● TASK OBJECTIVE: Give every line below again, exactly.

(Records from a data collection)
◆ ◆ ◆ ◆ ◆
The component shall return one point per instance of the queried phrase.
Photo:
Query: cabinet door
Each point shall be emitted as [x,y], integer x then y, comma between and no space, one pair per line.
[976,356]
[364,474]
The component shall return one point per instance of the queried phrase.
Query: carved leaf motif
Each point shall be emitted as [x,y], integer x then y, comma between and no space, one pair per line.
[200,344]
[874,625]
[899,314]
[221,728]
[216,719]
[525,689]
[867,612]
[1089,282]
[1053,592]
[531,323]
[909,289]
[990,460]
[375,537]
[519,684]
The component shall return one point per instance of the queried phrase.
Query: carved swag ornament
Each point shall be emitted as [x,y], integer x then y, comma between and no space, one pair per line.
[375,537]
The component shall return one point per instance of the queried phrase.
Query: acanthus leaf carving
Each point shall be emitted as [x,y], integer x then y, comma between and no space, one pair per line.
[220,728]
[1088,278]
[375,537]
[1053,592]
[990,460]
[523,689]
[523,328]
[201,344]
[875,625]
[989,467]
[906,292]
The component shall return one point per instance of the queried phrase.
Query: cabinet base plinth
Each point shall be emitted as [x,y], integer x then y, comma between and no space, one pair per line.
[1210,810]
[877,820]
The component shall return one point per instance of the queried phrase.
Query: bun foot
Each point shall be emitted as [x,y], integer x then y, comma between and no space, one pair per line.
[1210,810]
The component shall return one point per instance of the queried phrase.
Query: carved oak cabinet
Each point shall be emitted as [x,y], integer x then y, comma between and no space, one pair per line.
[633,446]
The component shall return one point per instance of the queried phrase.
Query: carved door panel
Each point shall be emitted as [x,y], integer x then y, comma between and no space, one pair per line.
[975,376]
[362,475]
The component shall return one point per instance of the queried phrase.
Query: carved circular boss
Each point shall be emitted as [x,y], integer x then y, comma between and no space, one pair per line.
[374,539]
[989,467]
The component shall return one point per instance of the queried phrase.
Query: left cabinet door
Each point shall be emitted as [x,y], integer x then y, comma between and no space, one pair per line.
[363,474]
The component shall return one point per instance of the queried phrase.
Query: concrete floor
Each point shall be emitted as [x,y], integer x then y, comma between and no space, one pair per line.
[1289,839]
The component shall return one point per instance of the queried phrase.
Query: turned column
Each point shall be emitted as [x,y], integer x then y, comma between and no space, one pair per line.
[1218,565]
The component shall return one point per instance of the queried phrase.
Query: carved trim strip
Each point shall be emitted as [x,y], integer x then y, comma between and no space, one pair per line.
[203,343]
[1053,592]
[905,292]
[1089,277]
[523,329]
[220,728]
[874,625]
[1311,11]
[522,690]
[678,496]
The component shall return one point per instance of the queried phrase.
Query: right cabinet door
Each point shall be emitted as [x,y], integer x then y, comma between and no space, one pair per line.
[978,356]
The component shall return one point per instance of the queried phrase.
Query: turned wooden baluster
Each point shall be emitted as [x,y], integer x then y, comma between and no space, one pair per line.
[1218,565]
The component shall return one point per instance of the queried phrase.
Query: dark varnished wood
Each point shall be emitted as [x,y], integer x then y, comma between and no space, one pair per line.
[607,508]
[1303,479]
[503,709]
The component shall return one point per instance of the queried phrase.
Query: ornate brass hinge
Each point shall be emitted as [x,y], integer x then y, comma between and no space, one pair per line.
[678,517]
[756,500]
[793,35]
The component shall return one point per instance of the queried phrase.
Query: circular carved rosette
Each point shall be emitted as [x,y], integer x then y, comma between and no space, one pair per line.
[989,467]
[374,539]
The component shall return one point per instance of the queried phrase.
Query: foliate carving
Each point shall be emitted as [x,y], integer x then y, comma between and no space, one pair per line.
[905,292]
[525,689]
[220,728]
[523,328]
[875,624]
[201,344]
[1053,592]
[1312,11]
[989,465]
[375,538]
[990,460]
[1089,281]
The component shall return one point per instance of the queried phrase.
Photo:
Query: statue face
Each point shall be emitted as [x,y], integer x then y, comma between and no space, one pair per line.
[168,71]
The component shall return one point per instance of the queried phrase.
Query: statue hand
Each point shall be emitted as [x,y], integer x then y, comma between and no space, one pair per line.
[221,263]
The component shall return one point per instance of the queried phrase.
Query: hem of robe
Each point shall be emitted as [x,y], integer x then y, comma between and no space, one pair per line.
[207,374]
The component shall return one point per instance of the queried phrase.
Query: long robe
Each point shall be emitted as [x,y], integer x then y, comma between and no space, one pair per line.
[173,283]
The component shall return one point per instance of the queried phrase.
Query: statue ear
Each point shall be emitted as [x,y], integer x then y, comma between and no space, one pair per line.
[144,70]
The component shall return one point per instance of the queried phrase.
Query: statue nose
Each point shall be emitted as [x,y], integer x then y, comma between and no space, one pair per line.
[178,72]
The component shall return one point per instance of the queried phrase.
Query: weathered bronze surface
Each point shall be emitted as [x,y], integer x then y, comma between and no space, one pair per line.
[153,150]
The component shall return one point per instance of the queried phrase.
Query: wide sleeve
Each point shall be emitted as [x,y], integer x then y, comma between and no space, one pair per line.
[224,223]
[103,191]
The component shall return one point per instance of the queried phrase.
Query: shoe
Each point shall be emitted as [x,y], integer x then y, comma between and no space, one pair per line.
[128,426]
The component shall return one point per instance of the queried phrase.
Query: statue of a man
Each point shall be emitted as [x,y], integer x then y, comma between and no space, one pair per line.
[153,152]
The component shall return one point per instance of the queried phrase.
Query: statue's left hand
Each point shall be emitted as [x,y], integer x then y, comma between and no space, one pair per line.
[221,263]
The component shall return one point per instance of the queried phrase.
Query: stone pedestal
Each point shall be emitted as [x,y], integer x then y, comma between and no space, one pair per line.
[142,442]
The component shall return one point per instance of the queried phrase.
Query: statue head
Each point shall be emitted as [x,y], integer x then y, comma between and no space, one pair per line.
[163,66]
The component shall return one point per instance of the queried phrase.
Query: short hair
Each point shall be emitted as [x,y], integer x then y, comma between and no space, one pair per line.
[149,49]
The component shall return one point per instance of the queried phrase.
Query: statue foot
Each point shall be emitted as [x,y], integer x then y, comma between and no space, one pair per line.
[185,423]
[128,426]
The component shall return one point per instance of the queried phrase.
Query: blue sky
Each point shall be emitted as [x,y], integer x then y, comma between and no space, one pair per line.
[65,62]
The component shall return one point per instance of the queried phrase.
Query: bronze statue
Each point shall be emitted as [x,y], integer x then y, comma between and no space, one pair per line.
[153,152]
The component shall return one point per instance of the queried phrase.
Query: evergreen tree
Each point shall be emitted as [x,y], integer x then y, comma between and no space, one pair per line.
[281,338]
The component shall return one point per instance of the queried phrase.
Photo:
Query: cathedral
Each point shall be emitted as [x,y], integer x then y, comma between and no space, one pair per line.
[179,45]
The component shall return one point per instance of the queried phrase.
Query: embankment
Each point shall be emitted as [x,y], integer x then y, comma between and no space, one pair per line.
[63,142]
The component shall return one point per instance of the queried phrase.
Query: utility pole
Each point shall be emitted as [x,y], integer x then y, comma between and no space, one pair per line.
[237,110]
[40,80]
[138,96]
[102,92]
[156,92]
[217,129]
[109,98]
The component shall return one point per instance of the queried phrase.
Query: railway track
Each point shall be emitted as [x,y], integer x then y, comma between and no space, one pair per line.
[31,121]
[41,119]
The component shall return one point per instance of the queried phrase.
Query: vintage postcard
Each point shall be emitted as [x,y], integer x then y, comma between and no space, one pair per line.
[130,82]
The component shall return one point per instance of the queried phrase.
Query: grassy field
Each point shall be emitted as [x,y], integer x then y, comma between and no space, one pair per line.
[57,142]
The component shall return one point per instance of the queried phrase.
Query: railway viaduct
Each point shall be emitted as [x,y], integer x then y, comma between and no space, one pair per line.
◆ ◆ ◆ ◆ ◆
● EXERCISE ANSWER:
The component shall return one point per instance of the queried phrase.
Photo:
Query: cabinet door
Each point shall be emitted as [x,y], integer x then y, comma between and no space, one pair per line.
[976,356]
[364,474]
The component shall return one point per instance of the queried phrase.
Query: carved leaf motif
Each point shall be emitted as [x,y], integer x then y, comma between and no space, one pair per line.
[200,344]
[874,625]
[899,314]
[221,728]
[216,719]
[525,689]
[867,612]
[1089,282]
[1053,592]
[531,323]
[909,289]
[990,460]
[375,537]
[519,684]
The component shall return one point per instance of the queried phrase.
Query: carved swag ornament
Each point shall be emitted as [x,y], integer x then y, comma between and no space, one pair per line.
[375,537]
The component shall return one point per instance of the queried phrase.
Query: acanthus leaf carving
Each point shall be emitted as [x,y], integer x then y, comma between and no space, one pair per line.
[220,728]
[1088,278]
[375,537]
[1053,592]
[990,460]
[523,689]
[523,328]
[201,344]
[875,625]
[989,467]
[906,292]
The component shall return one point per instance of the queried phrase.
Query: cabinet base plinth
Each point shall be emitted as [x,y], integer x then y, comma between and no space, one pair per line.
[1210,810]
[877,820]
The component shall return one point per instance of the queried phrase.
Query: bun foot
Each point shall be emitted as [x,y], integer x then y, comma between and no space, one pair per line.
[1210,810]
The component shall return one point per instance of the queried phrase.
Query: carved oak cabinet
Each point shall be emitted as [x,y], integer x then y, comma between and no space, one pair per line.
[633,446]
The component shall return one point per instance of the queried phrase.
Query: carved door panel
Each point shall be emitted as [x,y], integer x then y, comma between and no space, one pair per line.
[975,376]
[362,475]
The component shall return one point per instance of the queried phrase.
Query: carved circular boss
Each point shall be emitted as [x,y], integer x then y, comma between and no space, one pair per line.
[374,539]
[989,467]
The component shall return one point per instance of the queried phrase.
Query: left cabinet door
Each point shall be emitted as [x,y], integer x then y, comma between and no space, one pair per line.
[363,474]
The component shall return one point per instance of the queried phrase.
Query: concrete floor
Each point shall be emitted as [x,y], integer x then y, comma between and no space, one pair per line.
[1289,839]
The component shall return one point per instance of the queried phrase.
Query: turned column
Each point shall be emitted as [x,y], integer x then y, comma between and no space, one pair per line.
[1218,565]
The component shall return one point per instance of the queried phrase.
Query: carved trim strip
Each point shall be emitted as [x,y], integer x then y, comma between and no space, one pair per line.
[203,343]
[1053,592]
[905,292]
[1089,277]
[523,329]
[220,728]
[874,625]
[1311,11]
[522,690]
[678,496]
The component shall return one point per instance of the queried phrase.
Query: right cabinet door
Each point shall be emitted as [x,y], integer x then y, comma between and no space, one pair per line.
[978,356]
The component shall return one point per instance of the queried phrase.
Query: turned wooden baluster
Each point shall be emitted as [x,y], integer x then y, comma between and no space, one pair per line.
[1218,565]
The component shall return one point per instance of the queried phrase.
Query: dark varnished wood
Each point shall be emitted as [x,y], integer x then y, comma between and no space, one pair per line.
[607,508]
[1303,479]
[503,709]
The component shall return one point per instance of the queried phrase.
Query: ornate brass hinge
Each point shall be emitted as [x,y], integer x then y, comma between and no space, one pair per line.
[678,517]
[756,500]
[793,35]
The component shall return one point per instance of the queried phrase.
Query: circular carved rosette
Each point shall be emitted as [x,y], integer x then y, comma between and no space, one pair per line.
[989,467]
[374,539]
The component shall return one point per instance of the queried phrase.
Query: foliate carving
Each point shall be emitted as [x,y], integer x then y, comma between and no space, one pair per line.
[905,292]
[525,689]
[220,728]
[523,328]
[875,624]
[201,344]
[1053,592]
[1312,11]
[989,465]
[375,538]
[990,460]
[1089,281]
The component shall return one point per instance of the queried phrase.
Photo:
Query: statue face
Each point shall be emitted as [x,y], integer x then y, comma between and no space, one pair per line.
[168,71]
The component shall return one point per instance of the queried phrase.
Query: statue hand
Each point shall be emitted as [x,y], integer x then y, comma between and no space, one pair per line.
[221,263]
The component shall return one point per instance of the queried phrase.
Query: hem of robe
Each point shall be emitted as [x,y], integer x then y, comma between and no space, one pair per line.
[207,374]
The component shall return one point per instance of the queried phrase.
Query: long robe
Each point shall be emitted as [x,y], integer x then y, comma between and no space, one pair per line.
[173,283]
The component shall return one point per instance of the queried phrase.
Query: statue ear
Each point shall be emitted as [x,y], integer x then y, comma between and no space, one pair per line.
[144,70]
The component shall return one point per instance of the queried phrase.
Query: statue nose
Each point shall be emitted as [x,y], integer x then y, comma between and no space, one pair per line.
[178,72]
The component shall return one point per instance of the queried phrase.
Query: weathered bronze surface
Each point shall be emitted as [x,y], integer x then y, comma between and no space, one pair per line.
[153,150]
The component shall return one point per instance of the queried phrase.
Query: wide sleeve
Each point shall be emitted as [x,y], integer x then y, comma between and no space, one pair per line.
[224,223]
[103,191]
The component shall return one point per instance of the queried phrase.
Query: shoe
Each point shall be emitted as [x,y], integer x then y, comma between and no space, one pair per line.
[128,426]
The component shall return one point per instance of the queried phrase.
Query: statue of a man
Each point shall be emitted as [x,y], integer x then y, comma between and no space, one pair per line.
[153,152]
The component shall return one point per instance of the queried phrase.
Query: statue's left hand
Each point shall be emitted as [x,y], integer x then y, comma between and no space, one pair per line.
[221,263]
The component shall return one point per instance of the queried phrase.
Query: stone pedestal
Each point shall be emitted as [x,y], integer x then y, comma between and no space, one pair per line.
[142,442]
The component shall return one point per instance of the queried phrase.
Query: statue head
Each point shall be emitted as [x,y], integer x then y, comma between and no space, one pair per line.
[163,66]
The component shall return one point per instance of the queried phrase.
Query: short hair
Each point shall be emitted as [x,y], integer x then y, comma between and no space, one pair per line.
[149,49]
The component shall return one point per instance of the queried phrase.
Query: statue foot
Each point shall be emitted as [x,y], integer x then y, comma between and no space, one pair per line.
[185,423]
[128,426]
The component shall return one point per instance of the queried phrase.
Query: blue sky
Each point shall be emitted as [x,y], integer x then y, comma between and no space, one pair per line.
[65,62]
The component shall return one point per instance of the queried phrase.
Query: bronze statue
Each point shall be emitted as [x,y], integer x then y, comma between and no space, one pair per line.
[153,152]
The component shall return one point per instance of the queried phrase.
Query: evergreen tree
Each point shall be emitted as [x,y], integer x then y, comma between and no space, one pair per line.
[281,338]
The component shall return one point per instance of the queried phrase.
Photo:
Query: cathedral
Each point shall be emitted as [x,y], integer x then y, comma between and no space, one pair per line.
[179,45]
The component shall return one point per instance of the queried phrase.
Query: embankment
Each point shall be emitted as [x,y], integer x then y, comma between and no space, one pair per line.
[63,142]
The component shall return one point per instance of the queried phrase.
Query: utility pole
Each point shall be emitted as [x,y], integer x then y, comma between and no space, one pair per line.
[237,110]
[40,80]
[138,96]
[102,92]
[156,92]
[217,129]
[109,98]
The component shall return one point per instance of the queried phrase.
Query: railway track
Each point shall be emitted as [x,y], integer x then y, comma between and no space, one pair per line.
[31,121]
[41,119]
The component shall return one point per instance of the queried phrase.
Query: vintage postcard
Each point shall be emitted as [x,y], integer x then y, comma between and no space, one pair per line.
[130,82]
The component shall return one point per instance of the queried phrase.
Query: grassy field
Each point shall be emitted as [x,y], integer x then y, comma between and no space, one pair per line.
[57,142]
The component shall return one point per instance of the queried phrase.
Query: railway viaduct
Each point shall be emitted as [x,y], integer x then y, comma between and no space, one pair per line.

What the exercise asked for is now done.